*Supplied information*.
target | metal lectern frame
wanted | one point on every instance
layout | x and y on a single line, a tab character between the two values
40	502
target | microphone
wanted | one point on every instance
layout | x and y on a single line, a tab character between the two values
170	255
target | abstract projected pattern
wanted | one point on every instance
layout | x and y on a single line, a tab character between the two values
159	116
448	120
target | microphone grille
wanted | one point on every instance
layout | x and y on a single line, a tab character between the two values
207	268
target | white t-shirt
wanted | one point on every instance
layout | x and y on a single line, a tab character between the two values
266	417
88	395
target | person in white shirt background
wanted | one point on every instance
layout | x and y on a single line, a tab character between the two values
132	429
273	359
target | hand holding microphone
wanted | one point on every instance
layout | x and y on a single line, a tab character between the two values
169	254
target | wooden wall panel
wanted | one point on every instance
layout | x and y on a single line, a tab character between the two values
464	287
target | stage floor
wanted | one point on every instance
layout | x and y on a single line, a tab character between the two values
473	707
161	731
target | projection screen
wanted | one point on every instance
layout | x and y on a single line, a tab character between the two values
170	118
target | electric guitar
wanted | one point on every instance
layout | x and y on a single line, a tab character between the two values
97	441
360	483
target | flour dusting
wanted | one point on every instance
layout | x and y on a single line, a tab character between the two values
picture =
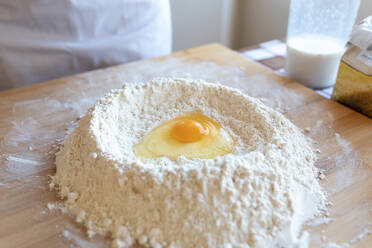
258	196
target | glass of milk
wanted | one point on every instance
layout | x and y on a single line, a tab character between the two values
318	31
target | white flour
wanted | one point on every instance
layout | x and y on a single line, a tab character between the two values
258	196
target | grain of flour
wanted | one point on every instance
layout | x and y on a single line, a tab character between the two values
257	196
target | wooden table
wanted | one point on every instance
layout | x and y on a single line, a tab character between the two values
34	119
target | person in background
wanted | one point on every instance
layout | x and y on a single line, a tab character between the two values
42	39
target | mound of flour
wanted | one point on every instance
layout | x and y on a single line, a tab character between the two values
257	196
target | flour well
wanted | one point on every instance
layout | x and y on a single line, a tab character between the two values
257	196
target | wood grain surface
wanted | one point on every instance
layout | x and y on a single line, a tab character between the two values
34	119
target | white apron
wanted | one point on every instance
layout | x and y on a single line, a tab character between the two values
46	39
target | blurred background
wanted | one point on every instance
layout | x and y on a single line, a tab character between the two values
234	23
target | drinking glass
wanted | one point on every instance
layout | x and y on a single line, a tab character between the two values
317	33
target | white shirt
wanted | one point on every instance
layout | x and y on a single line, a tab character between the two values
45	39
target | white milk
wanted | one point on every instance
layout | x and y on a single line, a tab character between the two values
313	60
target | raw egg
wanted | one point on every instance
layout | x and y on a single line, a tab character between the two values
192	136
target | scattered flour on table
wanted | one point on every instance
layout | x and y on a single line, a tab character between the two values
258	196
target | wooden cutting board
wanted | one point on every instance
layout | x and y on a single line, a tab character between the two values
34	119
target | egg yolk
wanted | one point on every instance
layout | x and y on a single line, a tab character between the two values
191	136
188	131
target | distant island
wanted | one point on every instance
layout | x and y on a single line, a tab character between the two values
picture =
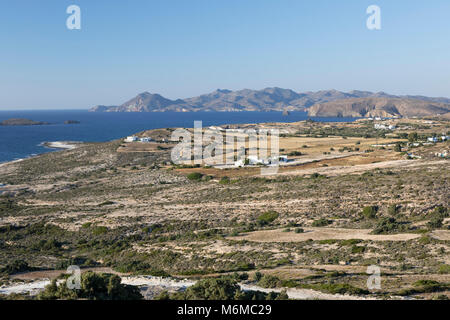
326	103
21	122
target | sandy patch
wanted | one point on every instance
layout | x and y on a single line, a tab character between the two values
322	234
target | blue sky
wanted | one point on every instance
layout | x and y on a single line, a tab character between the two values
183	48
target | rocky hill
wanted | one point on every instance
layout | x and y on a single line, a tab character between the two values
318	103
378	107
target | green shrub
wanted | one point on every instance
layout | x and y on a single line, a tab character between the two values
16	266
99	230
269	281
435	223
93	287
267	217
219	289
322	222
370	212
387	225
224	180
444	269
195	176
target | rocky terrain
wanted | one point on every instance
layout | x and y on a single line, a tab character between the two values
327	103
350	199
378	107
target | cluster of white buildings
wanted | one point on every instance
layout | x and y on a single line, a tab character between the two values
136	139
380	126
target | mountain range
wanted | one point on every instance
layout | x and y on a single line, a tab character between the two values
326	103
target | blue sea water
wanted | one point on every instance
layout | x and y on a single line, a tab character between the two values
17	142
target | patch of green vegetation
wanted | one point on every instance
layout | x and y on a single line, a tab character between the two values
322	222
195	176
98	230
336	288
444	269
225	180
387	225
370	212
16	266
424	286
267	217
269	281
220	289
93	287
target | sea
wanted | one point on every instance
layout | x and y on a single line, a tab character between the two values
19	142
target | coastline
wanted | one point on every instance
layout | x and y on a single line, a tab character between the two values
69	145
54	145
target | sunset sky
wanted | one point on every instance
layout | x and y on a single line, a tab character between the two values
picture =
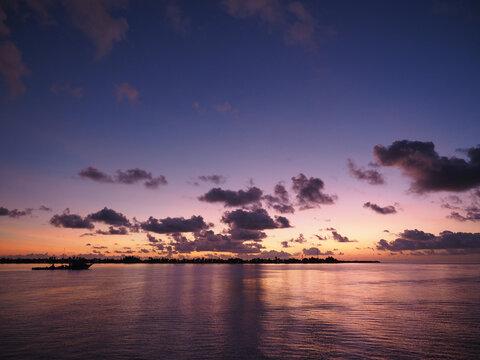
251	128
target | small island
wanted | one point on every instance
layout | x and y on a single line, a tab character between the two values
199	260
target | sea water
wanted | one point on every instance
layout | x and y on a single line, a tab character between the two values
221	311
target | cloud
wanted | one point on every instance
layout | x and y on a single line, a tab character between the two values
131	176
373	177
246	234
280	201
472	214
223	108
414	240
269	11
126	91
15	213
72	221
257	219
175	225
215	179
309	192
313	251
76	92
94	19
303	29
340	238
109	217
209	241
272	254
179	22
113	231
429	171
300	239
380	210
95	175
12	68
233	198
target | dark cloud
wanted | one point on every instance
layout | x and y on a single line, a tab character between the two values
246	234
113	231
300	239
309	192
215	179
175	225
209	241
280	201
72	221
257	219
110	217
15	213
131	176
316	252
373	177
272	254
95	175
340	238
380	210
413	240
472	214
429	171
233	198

--

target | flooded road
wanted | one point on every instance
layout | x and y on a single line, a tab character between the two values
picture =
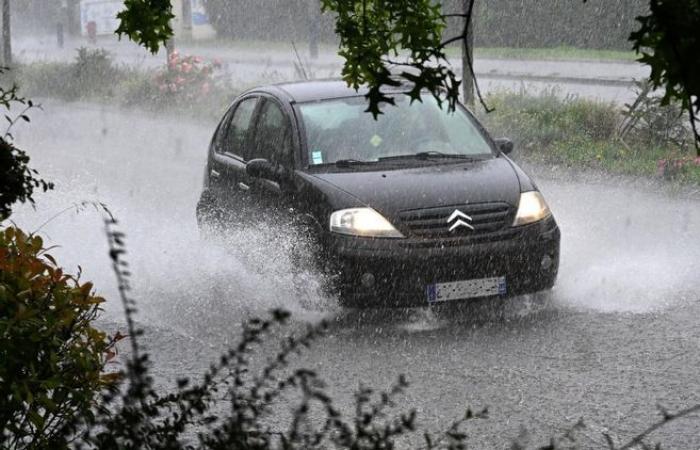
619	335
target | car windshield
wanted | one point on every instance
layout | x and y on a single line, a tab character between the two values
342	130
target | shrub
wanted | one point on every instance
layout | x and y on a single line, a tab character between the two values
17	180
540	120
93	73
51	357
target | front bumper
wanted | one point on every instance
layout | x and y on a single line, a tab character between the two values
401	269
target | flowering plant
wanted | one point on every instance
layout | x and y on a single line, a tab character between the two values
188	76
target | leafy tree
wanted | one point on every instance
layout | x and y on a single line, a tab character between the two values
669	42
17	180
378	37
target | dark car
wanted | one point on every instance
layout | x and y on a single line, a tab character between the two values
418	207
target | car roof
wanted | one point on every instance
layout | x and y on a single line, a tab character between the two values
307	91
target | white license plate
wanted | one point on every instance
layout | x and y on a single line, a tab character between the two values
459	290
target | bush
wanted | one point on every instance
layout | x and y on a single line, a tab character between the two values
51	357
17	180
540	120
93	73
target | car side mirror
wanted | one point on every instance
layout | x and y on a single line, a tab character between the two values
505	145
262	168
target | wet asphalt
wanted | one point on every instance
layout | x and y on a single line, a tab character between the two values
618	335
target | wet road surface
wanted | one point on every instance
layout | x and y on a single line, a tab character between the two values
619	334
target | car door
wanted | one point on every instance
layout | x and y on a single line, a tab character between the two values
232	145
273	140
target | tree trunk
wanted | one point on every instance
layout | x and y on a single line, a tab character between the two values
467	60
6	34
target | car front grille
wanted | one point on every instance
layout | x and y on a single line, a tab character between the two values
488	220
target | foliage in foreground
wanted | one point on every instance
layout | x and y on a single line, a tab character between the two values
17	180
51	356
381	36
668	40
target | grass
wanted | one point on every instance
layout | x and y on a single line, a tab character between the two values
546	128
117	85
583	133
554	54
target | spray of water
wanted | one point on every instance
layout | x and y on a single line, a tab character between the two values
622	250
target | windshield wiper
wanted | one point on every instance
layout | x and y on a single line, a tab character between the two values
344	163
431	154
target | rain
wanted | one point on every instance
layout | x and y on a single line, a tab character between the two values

* * *

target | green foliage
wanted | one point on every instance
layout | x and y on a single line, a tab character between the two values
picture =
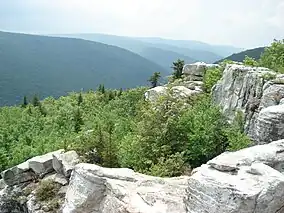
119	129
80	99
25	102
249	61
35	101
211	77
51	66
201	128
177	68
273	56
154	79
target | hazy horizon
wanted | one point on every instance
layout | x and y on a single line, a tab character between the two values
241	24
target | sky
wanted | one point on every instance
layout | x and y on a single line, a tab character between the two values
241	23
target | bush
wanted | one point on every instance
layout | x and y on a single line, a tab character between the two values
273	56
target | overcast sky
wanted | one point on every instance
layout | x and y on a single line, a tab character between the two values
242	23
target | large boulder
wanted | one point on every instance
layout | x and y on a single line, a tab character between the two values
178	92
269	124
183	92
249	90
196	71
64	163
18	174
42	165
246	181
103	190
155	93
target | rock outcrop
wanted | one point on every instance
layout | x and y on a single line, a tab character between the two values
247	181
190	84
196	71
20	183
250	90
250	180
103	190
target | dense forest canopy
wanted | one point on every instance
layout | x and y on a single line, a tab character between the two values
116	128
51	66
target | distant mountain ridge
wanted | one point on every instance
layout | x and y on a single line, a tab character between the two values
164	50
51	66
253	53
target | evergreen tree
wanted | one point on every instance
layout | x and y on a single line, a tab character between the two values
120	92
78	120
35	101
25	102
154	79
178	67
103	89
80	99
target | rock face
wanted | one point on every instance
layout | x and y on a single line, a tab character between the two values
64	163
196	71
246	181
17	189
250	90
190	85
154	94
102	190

*Task to carry out*.
Locate every line of the material above that contains the string "blue" and copy each such line in full. Matching is case-sensitive.

*Task answer*.
target | blue sky
target | blue sea water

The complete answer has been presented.